**Stored items from a collection**
* * * * * * * * *

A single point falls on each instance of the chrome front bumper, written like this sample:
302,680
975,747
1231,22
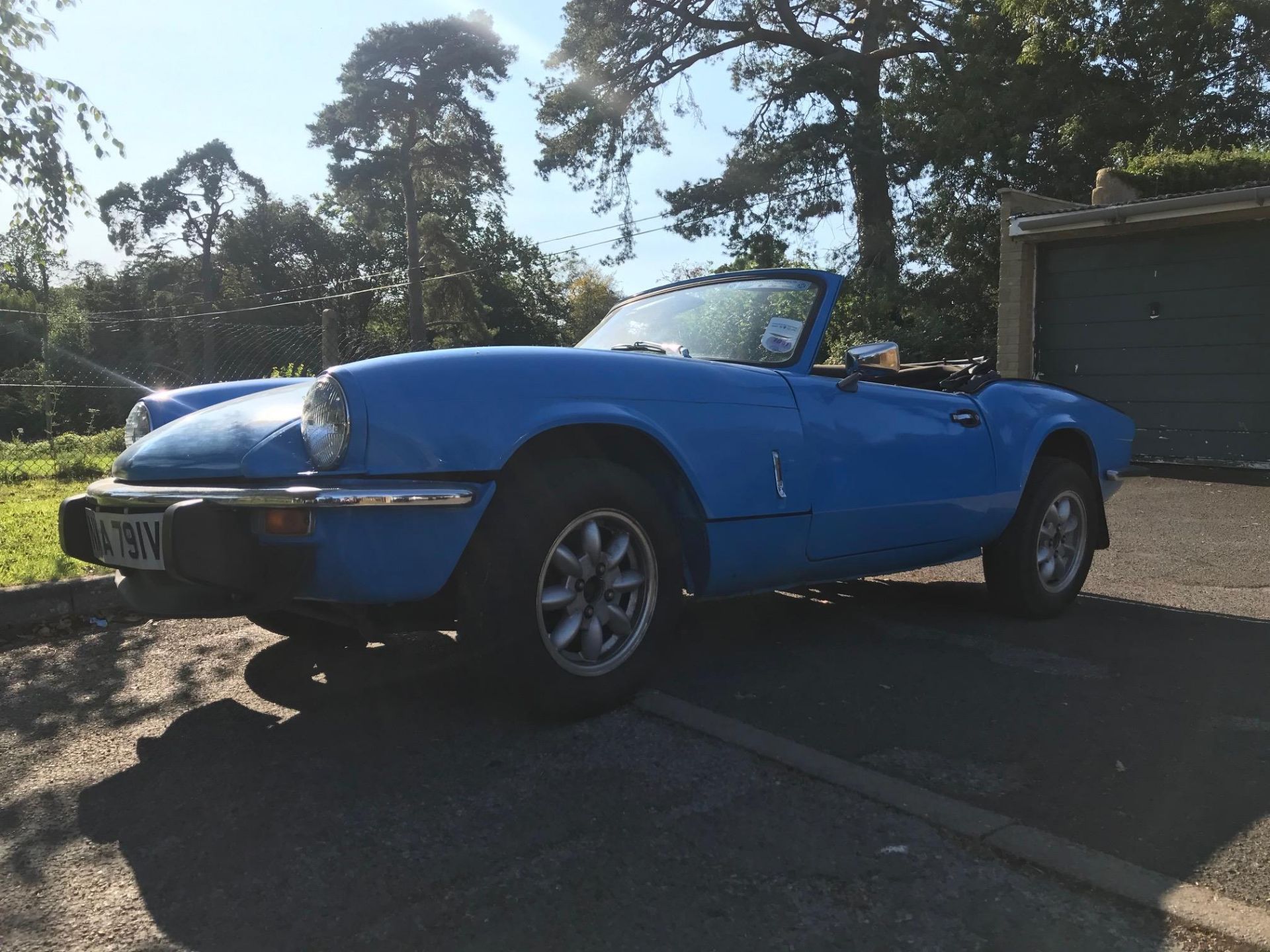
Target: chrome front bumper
112,493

* * * * * * * * *

Please retype the whole of the data precisely, omitting pictures.

A single point falls on each instance of the chrome front bumper, written like this sample:
302,680
975,747
1231,22
Target: chrome front bumper
112,493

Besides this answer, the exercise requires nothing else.